**Work required:** Set down each of the following rows again line for line, with no changes.

------------------------------------------------------------------------

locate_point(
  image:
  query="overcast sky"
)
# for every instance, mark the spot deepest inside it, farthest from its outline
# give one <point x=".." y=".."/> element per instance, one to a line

------------------------------------------------------------------------

**Task result:**
locate_point(
  image:
  query="overcast sky"
)
# for every instance, mark the spot deepest inside it, farthest from its outline
# give one <point x=".." y=".."/> element per instance, one to a line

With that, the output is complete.